### INSTRUCTIONS FOR THE TASK
Write out exactly, with no other output, the lines below from the one that contains "For every instance of the white banner, the" through the end.
· · · ·
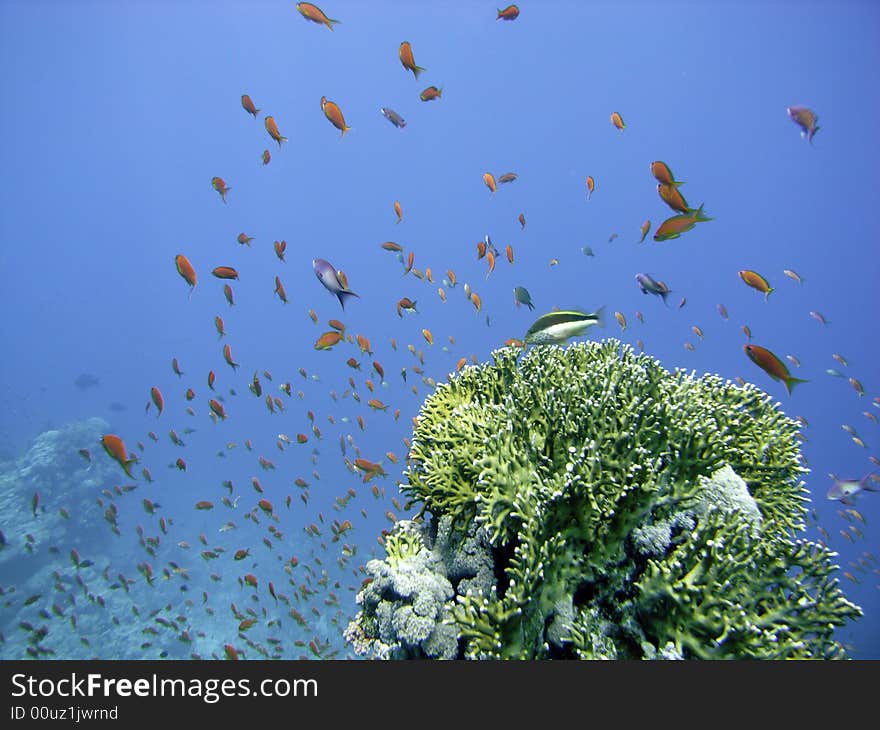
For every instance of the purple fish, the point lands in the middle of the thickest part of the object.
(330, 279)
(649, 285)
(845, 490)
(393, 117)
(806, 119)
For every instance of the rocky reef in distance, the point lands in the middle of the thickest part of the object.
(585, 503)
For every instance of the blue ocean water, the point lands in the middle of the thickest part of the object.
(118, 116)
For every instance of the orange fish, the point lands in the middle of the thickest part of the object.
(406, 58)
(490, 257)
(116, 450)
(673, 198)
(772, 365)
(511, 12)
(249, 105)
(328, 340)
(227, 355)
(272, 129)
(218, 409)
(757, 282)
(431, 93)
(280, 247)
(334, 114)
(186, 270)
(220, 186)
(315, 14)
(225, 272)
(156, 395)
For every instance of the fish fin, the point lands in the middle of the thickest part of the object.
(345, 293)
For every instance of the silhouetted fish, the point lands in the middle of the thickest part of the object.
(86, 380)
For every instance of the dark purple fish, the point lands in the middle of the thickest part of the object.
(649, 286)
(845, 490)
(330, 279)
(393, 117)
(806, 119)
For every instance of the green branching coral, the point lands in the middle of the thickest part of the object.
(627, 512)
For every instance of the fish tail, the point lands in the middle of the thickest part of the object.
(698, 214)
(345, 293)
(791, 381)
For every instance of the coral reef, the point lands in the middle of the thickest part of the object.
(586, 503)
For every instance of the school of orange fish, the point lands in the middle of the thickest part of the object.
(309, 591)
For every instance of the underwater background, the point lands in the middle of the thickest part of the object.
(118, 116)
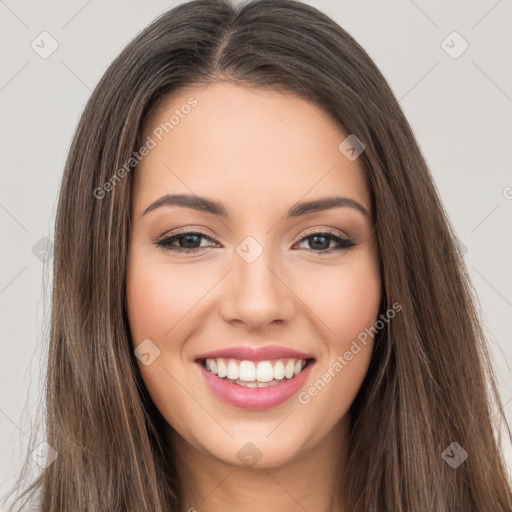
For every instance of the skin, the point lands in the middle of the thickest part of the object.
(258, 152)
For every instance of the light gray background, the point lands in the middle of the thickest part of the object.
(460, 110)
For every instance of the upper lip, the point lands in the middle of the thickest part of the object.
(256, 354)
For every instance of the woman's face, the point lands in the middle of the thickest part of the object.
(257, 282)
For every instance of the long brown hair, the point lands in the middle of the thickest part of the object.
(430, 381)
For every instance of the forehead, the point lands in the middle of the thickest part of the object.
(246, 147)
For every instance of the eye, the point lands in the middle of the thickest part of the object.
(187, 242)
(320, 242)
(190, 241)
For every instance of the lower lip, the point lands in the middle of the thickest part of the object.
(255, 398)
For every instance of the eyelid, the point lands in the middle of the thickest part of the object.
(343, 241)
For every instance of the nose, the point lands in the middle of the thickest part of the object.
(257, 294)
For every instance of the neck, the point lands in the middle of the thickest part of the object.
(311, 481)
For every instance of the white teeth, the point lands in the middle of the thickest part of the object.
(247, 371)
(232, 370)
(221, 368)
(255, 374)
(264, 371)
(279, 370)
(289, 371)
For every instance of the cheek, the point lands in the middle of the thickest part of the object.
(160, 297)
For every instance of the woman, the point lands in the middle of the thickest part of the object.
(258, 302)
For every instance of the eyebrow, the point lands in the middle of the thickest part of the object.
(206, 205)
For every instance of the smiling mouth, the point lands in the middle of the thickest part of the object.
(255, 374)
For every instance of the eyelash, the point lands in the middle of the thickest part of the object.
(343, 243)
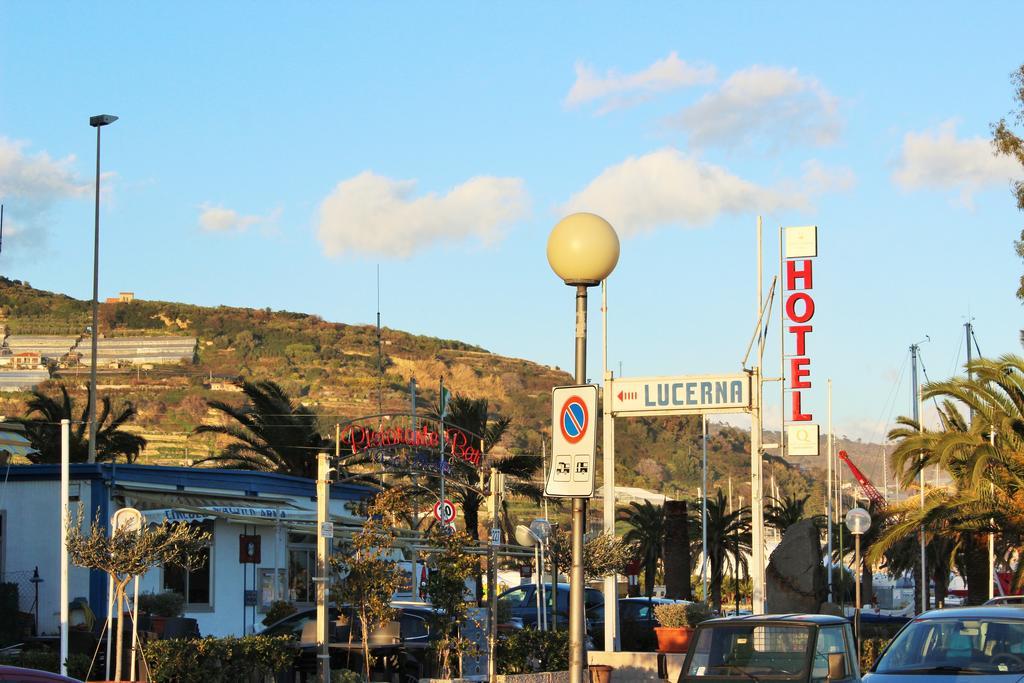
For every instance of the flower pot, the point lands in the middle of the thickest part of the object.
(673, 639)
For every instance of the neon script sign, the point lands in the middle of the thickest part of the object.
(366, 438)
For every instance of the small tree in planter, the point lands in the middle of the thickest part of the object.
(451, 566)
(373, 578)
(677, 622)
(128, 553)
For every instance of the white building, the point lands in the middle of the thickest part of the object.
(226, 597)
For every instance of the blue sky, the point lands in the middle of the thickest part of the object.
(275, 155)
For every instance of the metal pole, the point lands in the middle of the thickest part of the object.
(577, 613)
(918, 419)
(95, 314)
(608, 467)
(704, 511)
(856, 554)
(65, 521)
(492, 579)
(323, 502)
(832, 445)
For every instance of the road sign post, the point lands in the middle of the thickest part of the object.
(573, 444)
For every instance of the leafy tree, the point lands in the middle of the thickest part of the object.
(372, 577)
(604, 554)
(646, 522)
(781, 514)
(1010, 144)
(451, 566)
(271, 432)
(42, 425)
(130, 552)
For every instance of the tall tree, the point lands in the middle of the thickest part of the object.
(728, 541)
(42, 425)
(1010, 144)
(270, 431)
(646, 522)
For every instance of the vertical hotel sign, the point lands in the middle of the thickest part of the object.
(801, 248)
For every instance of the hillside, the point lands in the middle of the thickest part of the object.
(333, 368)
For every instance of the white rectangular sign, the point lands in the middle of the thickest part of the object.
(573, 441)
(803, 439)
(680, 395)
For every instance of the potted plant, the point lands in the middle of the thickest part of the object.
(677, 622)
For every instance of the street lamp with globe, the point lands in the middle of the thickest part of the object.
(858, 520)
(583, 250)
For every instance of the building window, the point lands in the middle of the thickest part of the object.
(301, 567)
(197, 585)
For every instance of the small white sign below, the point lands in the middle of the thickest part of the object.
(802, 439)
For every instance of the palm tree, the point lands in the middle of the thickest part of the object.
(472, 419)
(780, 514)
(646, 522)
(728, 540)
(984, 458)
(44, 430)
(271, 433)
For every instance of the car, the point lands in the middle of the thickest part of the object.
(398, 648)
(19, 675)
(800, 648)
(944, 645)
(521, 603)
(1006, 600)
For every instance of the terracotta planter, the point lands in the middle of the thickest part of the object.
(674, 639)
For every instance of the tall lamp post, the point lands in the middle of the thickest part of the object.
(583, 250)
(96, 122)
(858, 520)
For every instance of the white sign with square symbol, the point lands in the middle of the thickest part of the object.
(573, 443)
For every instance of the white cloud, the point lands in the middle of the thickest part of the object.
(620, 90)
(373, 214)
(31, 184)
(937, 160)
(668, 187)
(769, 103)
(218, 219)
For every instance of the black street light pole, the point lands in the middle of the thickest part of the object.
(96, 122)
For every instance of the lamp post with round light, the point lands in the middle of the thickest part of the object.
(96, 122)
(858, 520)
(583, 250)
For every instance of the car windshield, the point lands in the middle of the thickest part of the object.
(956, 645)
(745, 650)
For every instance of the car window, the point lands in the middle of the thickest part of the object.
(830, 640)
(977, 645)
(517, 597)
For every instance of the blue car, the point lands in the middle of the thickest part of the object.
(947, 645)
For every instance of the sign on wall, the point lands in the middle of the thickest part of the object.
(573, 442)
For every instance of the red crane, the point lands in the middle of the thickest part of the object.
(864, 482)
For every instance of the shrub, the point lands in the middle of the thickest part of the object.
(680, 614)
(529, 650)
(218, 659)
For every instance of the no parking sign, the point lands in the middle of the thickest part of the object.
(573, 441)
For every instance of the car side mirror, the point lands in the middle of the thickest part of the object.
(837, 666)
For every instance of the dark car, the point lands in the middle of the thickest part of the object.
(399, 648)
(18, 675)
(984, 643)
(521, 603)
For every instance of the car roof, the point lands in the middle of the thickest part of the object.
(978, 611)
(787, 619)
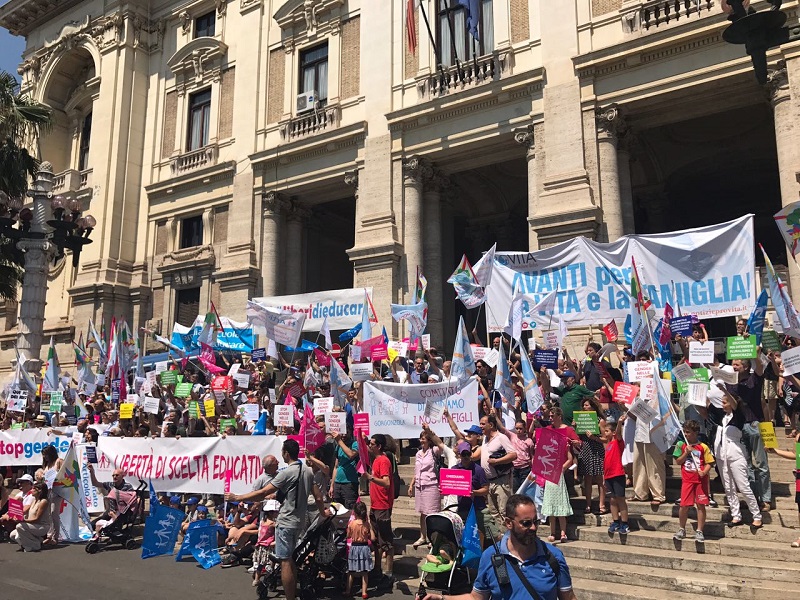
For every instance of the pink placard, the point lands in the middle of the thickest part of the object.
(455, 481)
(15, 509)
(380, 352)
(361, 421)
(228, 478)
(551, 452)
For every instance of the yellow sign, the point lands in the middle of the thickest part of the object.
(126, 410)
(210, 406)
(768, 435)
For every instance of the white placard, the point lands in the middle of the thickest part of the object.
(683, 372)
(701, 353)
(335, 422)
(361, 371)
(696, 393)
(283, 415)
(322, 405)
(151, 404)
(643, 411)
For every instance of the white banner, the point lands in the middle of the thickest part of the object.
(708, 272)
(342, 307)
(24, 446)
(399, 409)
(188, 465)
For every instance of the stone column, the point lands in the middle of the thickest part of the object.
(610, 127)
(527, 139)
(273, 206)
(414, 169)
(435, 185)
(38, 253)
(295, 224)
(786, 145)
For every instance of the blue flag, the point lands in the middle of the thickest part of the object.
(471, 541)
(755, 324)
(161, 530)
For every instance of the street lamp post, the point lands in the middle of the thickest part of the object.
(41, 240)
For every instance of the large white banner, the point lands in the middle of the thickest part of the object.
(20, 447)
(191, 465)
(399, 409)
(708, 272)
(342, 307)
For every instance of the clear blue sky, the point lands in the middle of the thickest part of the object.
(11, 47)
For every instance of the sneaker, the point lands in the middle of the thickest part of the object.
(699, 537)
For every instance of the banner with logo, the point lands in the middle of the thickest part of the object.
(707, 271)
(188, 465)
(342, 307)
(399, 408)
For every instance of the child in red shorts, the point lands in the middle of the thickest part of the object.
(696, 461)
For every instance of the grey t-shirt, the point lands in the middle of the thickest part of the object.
· · · ·
### ANSWER IN FULL
For every instance of the white banner, the point lands in the middle of the thickest part of the object.
(708, 272)
(342, 307)
(24, 446)
(399, 409)
(188, 465)
For every instance of the stone column, the point lands in the middle of the thickest part of the object.
(610, 127)
(527, 139)
(273, 206)
(414, 169)
(435, 185)
(38, 253)
(295, 224)
(786, 145)
For every instance of the blue flag, the point lands in the middle of the thickest part of the object.
(471, 541)
(755, 324)
(161, 530)
For every instance of the street lamp post, the point lands in the middle of the thickest part of the object.
(41, 240)
For every instance of the large white banner, the point lands in the middle of the thickest part of the object.
(20, 447)
(191, 465)
(399, 409)
(708, 272)
(342, 307)
For every instance of the clear blue sky, the point lands in the middle of the thickest part of the object.
(11, 47)
For every instance of the sneaker, the point lands in the middle of the thickest part of the object.
(699, 537)
For every instance of the banner with logo, the point lands in the middle of the thickest part of the object.
(707, 271)
(188, 465)
(342, 307)
(399, 408)
For every instance of the child in red shorts, the point lands in the middle of the thickest part of the object.
(696, 461)
For every instance of the grey t-shirt, the point lands in the middle of the thickest part of the object.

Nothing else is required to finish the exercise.